* DOCUMENT SEGMENT
___

Lebanon says it has enough drugs and medical supplies to last at least four months in case of a wider war - AFP
Lebanon says it has enough drugs and medical supplies to last at least four months in case of a wider war - AFP

In Lebanon's biggest public hospital, nurses are busy honing their life-saving skills as the spectre of all-out war looms, 10 months into intensifying clashes between Hezbollah and Israel over the Gaza war.

"We are in a state of readying for war," nurse Basima Khashfi said as she gave emergency training to young nurses and other staff at the hospital in Beirut.

"We are currently training employees -- not just nurses, but also administrative and security staff.

"With our current capabilities, we're almost prepared" in case of a wider war, she told AFP.

Lebanon has been setting in motion public health emergency plans since hostilities began, relying mostly on donor funds after five years of gruelling economic crisis.

The threat of full-blown war grew after Iran and Lebanon's Hezbollah movement vowed to avenge the killings last month, blamed on Israel, of Hamas political leader Ismail Haniyeh in Tehran and top Hezbollah commander Fuad Shukr in south Beirut.

"We're training to handle mass casualty incidents and to prepare for disasters or war," said Lamis Dayekh, a 37-year-old nurse undergoing training. "If war breaks out, we'll give everything we have."

The cross-border violence has killed nearly 600 people in Lebanon, mostly Hezbollah fighters but including at least 131 civilians, according to an AFP tally.

On the Israeli side, including in the annexed Golan Heights, 23 soldiers and 26 civilians have been killed, army figures show.

In a building next to the hospital, where the emergency operations center is located, health ministry officials are busy typing away, making calls and monitoring news of the war in Gaza and south Lebanon on large television screens.

___

* STORED DATA
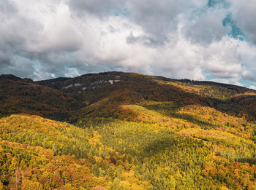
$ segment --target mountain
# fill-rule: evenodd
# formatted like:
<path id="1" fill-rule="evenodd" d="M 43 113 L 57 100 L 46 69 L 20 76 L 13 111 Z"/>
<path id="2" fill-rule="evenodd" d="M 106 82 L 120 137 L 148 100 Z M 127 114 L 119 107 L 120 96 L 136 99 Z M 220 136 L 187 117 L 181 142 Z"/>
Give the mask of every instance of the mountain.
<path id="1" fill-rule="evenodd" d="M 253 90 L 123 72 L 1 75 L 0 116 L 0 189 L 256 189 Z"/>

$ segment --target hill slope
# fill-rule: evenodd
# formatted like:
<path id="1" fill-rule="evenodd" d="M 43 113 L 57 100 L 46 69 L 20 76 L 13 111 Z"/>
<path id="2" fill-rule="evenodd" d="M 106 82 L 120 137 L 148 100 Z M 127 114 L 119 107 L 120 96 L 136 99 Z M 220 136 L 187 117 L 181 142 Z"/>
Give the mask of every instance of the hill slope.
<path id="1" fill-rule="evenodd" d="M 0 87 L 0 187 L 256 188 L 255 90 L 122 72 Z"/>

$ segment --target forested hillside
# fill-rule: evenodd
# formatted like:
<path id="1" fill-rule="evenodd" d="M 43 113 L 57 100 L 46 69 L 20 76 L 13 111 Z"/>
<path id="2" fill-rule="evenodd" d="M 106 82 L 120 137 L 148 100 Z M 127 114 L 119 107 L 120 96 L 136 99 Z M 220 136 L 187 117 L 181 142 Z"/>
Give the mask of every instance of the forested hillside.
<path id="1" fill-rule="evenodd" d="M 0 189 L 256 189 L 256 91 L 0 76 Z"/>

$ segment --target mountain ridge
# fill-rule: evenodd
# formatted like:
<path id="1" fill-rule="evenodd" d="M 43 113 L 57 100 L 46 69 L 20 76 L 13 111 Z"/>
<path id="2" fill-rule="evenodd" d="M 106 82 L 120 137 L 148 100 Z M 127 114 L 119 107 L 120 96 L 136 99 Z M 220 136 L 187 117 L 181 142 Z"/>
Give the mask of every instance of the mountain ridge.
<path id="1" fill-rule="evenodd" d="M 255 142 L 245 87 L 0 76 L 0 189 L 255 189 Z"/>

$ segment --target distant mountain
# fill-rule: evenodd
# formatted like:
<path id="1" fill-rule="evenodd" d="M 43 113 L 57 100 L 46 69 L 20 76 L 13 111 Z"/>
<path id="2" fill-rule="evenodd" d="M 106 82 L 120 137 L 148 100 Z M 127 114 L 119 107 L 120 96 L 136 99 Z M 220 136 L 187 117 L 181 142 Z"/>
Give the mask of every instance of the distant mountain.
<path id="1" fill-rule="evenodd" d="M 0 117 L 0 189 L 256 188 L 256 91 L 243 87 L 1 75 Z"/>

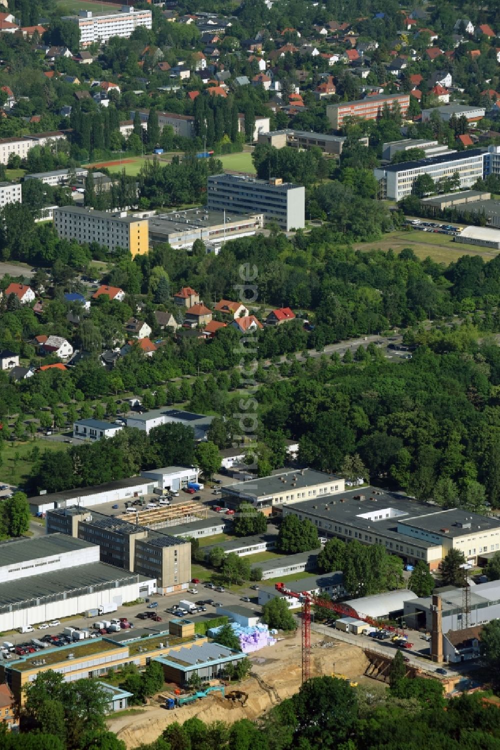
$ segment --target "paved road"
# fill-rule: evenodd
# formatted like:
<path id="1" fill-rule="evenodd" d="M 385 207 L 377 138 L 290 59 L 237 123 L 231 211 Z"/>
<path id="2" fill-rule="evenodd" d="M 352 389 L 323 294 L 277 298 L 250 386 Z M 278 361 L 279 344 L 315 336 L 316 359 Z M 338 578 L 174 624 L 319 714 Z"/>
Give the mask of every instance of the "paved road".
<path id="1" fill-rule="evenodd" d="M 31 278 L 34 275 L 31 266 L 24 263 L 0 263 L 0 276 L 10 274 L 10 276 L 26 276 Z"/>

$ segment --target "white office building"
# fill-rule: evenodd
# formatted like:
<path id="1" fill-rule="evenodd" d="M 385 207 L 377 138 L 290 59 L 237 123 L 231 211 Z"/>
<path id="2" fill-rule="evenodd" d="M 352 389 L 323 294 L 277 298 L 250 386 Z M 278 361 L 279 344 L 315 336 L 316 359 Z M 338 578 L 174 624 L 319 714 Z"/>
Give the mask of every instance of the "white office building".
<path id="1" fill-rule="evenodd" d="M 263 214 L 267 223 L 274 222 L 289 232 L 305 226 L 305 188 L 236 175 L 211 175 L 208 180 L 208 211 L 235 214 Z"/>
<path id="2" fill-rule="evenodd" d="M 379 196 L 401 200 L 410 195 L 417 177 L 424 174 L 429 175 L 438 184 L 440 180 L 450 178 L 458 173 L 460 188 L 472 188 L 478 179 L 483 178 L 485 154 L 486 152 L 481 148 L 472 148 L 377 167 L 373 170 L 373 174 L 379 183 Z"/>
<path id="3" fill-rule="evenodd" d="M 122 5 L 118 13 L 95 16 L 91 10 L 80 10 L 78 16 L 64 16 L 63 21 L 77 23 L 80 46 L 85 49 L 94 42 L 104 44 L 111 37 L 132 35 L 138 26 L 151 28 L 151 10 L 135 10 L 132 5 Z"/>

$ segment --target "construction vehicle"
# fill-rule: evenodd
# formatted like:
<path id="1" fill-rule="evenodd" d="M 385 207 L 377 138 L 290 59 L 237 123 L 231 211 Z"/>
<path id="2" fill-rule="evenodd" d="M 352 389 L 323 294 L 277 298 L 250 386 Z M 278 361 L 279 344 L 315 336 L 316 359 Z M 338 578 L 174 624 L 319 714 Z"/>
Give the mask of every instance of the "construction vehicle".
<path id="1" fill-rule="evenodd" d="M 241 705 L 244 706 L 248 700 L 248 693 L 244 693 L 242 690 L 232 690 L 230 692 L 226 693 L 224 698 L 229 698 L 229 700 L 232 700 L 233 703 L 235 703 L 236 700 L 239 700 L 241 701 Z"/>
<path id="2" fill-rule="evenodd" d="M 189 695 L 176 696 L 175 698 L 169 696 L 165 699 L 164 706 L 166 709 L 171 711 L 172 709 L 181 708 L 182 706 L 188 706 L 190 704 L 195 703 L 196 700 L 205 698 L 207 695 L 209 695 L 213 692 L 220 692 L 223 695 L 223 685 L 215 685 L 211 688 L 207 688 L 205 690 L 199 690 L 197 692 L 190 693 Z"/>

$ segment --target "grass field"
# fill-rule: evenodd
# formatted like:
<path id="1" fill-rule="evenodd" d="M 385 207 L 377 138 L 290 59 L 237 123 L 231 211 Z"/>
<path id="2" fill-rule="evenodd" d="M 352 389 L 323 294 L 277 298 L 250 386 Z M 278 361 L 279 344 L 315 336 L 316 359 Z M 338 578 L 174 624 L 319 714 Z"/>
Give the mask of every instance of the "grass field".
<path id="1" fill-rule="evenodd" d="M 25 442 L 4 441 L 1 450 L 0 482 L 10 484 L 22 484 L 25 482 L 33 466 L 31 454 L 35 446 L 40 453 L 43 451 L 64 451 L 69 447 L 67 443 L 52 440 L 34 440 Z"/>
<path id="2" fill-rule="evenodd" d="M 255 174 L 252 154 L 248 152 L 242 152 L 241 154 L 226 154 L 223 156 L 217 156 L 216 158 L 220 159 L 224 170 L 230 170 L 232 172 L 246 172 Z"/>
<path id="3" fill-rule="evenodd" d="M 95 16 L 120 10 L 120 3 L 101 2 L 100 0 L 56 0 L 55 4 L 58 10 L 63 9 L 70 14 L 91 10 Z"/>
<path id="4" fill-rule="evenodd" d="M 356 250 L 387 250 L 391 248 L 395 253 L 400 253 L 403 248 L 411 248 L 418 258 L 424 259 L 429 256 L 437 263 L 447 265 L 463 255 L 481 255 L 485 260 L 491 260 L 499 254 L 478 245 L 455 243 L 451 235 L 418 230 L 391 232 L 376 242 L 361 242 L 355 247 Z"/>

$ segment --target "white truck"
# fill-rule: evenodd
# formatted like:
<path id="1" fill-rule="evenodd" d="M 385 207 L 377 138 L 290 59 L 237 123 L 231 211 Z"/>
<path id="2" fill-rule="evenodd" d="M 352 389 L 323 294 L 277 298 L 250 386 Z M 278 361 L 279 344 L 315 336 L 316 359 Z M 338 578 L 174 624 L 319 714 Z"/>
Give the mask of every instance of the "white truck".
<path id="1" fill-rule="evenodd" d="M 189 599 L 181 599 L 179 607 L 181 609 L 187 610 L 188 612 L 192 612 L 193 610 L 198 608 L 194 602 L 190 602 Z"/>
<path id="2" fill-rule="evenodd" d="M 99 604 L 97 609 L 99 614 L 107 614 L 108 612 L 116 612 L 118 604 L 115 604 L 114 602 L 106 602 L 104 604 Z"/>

___

* YOUR TASK
Copy out the entire news article above on Lebanon's hospital preparations for a wider war, word for word.

* TASK OUTPUT
Lebanon says it has enough drugs and medical supplies to last at least four months in case of a wider war - AFP
Lebanon says it has enough drugs and medical supplies to last at least four months in case of a wider war - AFP

In Lebanon's biggest public hospital, nurses are busy honing their life-saving skills as the spectre of all-out war looms, 10 months into intensifying clashes between Hezbollah and Israel over the Gaza war.

"We are in a state of readying for war," nurse Basima Khashfi said as she gave emergency training to young nurses and other staff at the hospital in Beirut.

"We are currently training employees -- not just nurses, but also administrative and security staff.

"With our current capabilities, we're almost prepared" in case of a wider war, she told AFP.

Lebanon has been setting in motion public health emergency plans since hostilities began, relying mostly on donor funds after five years of gruelling economic crisis.

The threat of full-blown war grew after Iran and Lebanon's Hezbollah movement vowed to avenge the killings last month, blamed on Israel, of Hamas political leader Ismail Haniyeh in Tehran and top Hezbollah commander Fuad Shukr in south Beirut.

"We're training to handle mass casualty incidents and to prepare for disasters or war," said Lamis Dayekh, a 37-year-old nurse undergoing training. "If war breaks out, we'll give everything we have."

The cross-border violence has killed nearly 600 people in Lebanon, mostly Hezbollah fighters but including at least 131 civilians, according to an AFP tally.

On the Israeli side, including in the annexed Golan Heights, 23 soldiers and 26 civilians have been killed, army figures show.

In a building next to the hospital, where the emergency operations center is located, health ministry officials are busy typing away, making calls and monitoring news of the war in Gaza and south Lebanon on large television screens.